What is being asked >>
Render every line of the entries below as a numbered list, omitting any blank lines.

[Entries drawn from a collection]
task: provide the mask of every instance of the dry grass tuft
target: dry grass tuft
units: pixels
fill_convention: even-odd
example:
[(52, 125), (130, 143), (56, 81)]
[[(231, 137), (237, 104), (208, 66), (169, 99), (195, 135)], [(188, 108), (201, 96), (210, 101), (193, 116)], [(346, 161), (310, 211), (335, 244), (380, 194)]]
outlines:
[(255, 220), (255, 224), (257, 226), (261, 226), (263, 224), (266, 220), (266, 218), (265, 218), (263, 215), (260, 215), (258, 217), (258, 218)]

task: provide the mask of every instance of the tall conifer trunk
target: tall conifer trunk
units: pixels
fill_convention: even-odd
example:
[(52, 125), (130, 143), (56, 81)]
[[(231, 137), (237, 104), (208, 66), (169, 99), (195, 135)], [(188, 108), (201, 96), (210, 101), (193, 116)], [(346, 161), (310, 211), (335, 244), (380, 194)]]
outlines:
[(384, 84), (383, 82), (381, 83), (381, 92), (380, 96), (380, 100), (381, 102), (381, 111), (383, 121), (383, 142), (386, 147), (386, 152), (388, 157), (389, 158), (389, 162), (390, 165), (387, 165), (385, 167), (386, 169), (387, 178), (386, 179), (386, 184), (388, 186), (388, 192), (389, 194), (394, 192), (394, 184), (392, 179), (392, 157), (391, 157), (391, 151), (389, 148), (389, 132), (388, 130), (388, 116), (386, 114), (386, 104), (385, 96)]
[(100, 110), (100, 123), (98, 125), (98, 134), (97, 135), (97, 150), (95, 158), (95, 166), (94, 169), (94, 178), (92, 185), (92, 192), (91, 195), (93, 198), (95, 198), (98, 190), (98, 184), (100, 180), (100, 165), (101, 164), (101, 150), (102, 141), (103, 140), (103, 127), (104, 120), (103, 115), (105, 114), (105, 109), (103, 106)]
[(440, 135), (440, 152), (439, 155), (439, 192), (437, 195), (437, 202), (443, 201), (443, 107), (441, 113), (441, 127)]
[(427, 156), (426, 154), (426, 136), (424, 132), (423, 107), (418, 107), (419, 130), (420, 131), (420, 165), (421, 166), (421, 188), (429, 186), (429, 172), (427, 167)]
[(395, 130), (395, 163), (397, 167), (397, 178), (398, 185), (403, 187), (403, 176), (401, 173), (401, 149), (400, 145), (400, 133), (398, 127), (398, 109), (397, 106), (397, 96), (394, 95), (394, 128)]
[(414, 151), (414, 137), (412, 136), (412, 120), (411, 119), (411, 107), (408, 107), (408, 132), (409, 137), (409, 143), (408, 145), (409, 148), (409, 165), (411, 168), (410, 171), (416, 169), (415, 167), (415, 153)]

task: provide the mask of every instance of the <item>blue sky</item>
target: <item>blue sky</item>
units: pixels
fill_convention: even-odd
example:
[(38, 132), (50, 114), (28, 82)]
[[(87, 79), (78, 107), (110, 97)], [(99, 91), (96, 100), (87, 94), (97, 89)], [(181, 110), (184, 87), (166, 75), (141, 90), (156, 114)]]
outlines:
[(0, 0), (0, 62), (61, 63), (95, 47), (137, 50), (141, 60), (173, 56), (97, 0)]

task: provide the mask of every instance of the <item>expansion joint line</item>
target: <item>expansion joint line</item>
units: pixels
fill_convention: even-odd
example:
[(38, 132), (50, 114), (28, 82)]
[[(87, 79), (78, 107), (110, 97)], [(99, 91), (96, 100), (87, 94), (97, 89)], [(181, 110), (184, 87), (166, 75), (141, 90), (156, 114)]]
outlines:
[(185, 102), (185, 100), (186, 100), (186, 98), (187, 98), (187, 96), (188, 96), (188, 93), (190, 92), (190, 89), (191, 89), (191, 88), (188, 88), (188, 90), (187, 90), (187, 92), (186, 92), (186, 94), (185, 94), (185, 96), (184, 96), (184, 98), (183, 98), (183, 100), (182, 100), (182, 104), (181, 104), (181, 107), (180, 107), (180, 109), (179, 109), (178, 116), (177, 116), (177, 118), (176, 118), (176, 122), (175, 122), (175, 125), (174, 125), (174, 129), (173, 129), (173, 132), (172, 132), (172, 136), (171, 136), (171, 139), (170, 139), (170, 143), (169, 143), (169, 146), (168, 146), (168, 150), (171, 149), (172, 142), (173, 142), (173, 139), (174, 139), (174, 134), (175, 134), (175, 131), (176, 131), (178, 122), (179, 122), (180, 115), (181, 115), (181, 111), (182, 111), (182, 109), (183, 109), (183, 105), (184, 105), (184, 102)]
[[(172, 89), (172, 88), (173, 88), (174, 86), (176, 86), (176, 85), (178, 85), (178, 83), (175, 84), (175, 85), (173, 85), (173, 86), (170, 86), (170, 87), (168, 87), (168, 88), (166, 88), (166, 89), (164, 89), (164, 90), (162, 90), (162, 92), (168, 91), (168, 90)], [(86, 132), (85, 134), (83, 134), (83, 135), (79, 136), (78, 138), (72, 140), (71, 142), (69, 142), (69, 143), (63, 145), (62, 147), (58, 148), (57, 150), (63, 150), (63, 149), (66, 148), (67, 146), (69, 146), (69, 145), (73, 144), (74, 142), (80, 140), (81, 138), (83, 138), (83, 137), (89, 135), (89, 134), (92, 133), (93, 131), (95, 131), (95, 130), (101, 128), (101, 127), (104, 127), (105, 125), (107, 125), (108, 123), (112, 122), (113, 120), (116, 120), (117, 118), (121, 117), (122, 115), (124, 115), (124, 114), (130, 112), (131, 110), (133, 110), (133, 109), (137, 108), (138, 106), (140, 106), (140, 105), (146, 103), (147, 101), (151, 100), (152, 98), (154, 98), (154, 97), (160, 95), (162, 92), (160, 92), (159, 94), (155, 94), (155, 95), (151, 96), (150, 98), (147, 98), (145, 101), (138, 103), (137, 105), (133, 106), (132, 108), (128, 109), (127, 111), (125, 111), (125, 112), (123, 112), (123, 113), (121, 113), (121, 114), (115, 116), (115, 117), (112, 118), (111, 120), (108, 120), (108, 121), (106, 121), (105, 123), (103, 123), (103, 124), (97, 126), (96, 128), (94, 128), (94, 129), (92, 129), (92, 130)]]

Result for this task >>
1. task: provide the mask of every instance of the dry grass tuft
2. target: dry grass tuft
3. units: pixels
4. fill_convention: even-odd
5. example:
6. [(52, 125), (130, 143), (56, 81)]
7. [[(231, 137), (237, 104), (208, 66), (169, 99), (195, 135)], [(188, 108), (201, 96), (210, 101), (193, 116)], [(346, 161), (310, 211), (335, 244), (380, 194)]]
8. outlines:
9. [(255, 220), (255, 224), (257, 226), (261, 226), (263, 224), (266, 220), (266, 218), (265, 218), (263, 215), (260, 215), (258, 217), (258, 218)]
10. task: provide the mask of every instance of the tall conifer trunk
11. target: tall conifer trunk
12. units: pixels
13. fill_convention: even-odd
14. example:
15. [(52, 125), (130, 143), (56, 81)]
16. [[(231, 137), (237, 104), (208, 66), (169, 99), (195, 135)], [(188, 108), (201, 96), (210, 101), (193, 116)], [(346, 161), (310, 211), (335, 244), (380, 194)]]
17. outlines:
18. [(384, 84), (383, 82), (381, 83), (381, 92), (380, 96), (380, 100), (381, 102), (381, 111), (383, 121), (383, 142), (386, 147), (386, 152), (388, 157), (389, 158), (389, 162), (390, 165), (387, 165), (385, 167), (386, 169), (387, 178), (386, 179), (386, 184), (388, 186), (388, 192), (389, 194), (394, 192), (394, 184), (392, 179), (392, 157), (391, 157), (391, 151), (389, 148), (389, 132), (388, 130), (388, 116), (386, 114), (386, 104), (385, 96)]
19. [(100, 110), (100, 123), (98, 125), (98, 134), (97, 135), (97, 150), (95, 158), (95, 166), (94, 169), (94, 178), (92, 185), (92, 192), (91, 195), (93, 198), (95, 198), (98, 190), (98, 184), (100, 180), (100, 165), (101, 164), (101, 150), (102, 141), (103, 140), (103, 127), (104, 120), (103, 115), (105, 114), (105, 109), (103, 106)]
20. [(440, 135), (440, 152), (439, 155), (439, 192), (437, 195), (437, 202), (443, 201), (443, 107), (441, 113), (441, 127)]
21. [(427, 156), (426, 154), (426, 136), (424, 132), (423, 107), (418, 107), (419, 130), (420, 131), (420, 165), (421, 166), (421, 188), (429, 186), (429, 172), (427, 167)]
22. [(395, 130), (395, 163), (397, 167), (397, 178), (398, 185), (403, 187), (403, 176), (401, 173), (401, 149), (400, 145), (400, 133), (398, 127), (398, 109), (397, 106), (397, 96), (394, 95), (394, 128)]
23. [(414, 151), (414, 137), (412, 136), (412, 120), (411, 119), (411, 107), (408, 107), (408, 132), (409, 137), (409, 143), (408, 145), (409, 148), (409, 165), (411, 168), (410, 171), (416, 169), (415, 167), (415, 153)]
24. task: provide the mask of every instance of the <item>blue sky</item>
25. target: <item>blue sky</item>
26. units: pixels
27. fill_convention: even-odd
28. example:
29. [(38, 132), (50, 114), (28, 82)]
30. [[(87, 79), (78, 107), (110, 97)], [(99, 91), (96, 100), (87, 94), (97, 89)], [(181, 110), (184, 87), (166, 75), (141, 90), (156, 114)]]
31. outlines:
32. [(0, 0), (0, 62), (61, 63), (95, 47), (137, 50), (141, 60), (173, 56), (97, 0)]
33. task: provide the mask of every instance of the <item>expansion joint line</item>
34. target: <item>expansion joint line</item>
35. units: pixels
36. fill_convention: even-odd
37. example:
38. [(38, 132), (50, 114), (28, 82)]
39. [[(87, 79), (78, 107), (110, 97)], [(99, 91), (96, 100), (87, 94), (97, 89)], [(181, 110), (184, 87), (166, 75), (141, 90), (156, 114)]]
40. outlines:
41. [(185, 102), (185, 100), (186, 100), (186, 98), (187, 98), (187, 96), (188, 96), (188, 93), (190, 92), (190, 89), (191, 89), (191, 88), (188, 88), (188, 90), (187, 90), (187, 92), (186, 92), (186, 94), (185, 94), (185, 96), (184, 96), (184, 98), (183, 98), (183, 100), (182, 100), (182, 104), (181, 104), (181, 107), (180, 107), (180, 109), (179, 109), (178, 116), (177, 116), (177, 118), (176, 118), (176, 122), (175, 122), (175, 125), (174, 125), (174, 129), (173, 129), (173, 132), (172, 132), (172, 136), (171, 136), (171, 139), (170, 139), (170, 143), (169, 143), (169, 146), (168, 146), (168, 150), (171, 149), (172, 142), (173, 142), (173, 139), (174, 139), (174, 134), (175, 134), (175, 131), (176, 131), (178, 122), (179, 122), (180, 115), (181, 115), (181, 111), (182, 111), (182, 109), (183, 109), (183, 105), (184, 105), (184, 102)]
42. [[(172, 89), (172, 88), (173, 88), (174, 86), (176, 86), (176, 85), (178, 85), (178, 83), (175, 84), (175, 85), (173, 85), (173, 86), (170, 86), (170, 87), (168, 87), (168, 88), (166, 88), (166, 89), (164, 89), (164, 90), (162, 90), (162, 92), (168, 91), (168, 90)], [(86, 132), (85, 134), (83, 134), (83, 135), (79, 136), (78, 138), (72, 140), (71, 142), (69, 142), (69, 143), (63, 145), (62, 147), (58, 148), (57, 150), (63, 150), (63, 149), (66, 148), (67, 146), (69, 146), (69, 145), (73, 144), (74, 142), (80, 140), (81, 138), (83, 138), (83, 137), (89, 135), (89, 134), (92, 133), (93, 131), (95, 131), (95, 130), (101, 128), (101, 127), (104, 127), (105, 125), (107, 125), (108, 123), (112, 122), (113, 120), (116, 120), (117, 118), (121, 117), (122, 115), (124, 115), (124, 114), (130, 112), (131, 110), (133, 110), (133, 109), (137, 108), (138, 106), (140, 106), (140, 105), (146, 103), (147, 101), (151, 100), (152, 98), (154, 98), (154, 97), (160, 95), (162, 92), (160, 92), (159, 94), (155, 94), (155, 95), (151, 96), (150, 98), (147, 98), (145, 101), (138, 103), (137, 105), (133, 106), (132, 108), (128, 109), (127, 111), (125, 111), (125, 112), (123, 112), (123, 113), (121, 113), (121, 114), (115, 116), (115, 117), (112, 118), (111, 120), (108, 120), (108, 121), (106, 121), (105, 123), (103, 123), (103, 124), (97, 126), (96, 128), (94, 128), (94, 129), (92, 129), (92, 130)]]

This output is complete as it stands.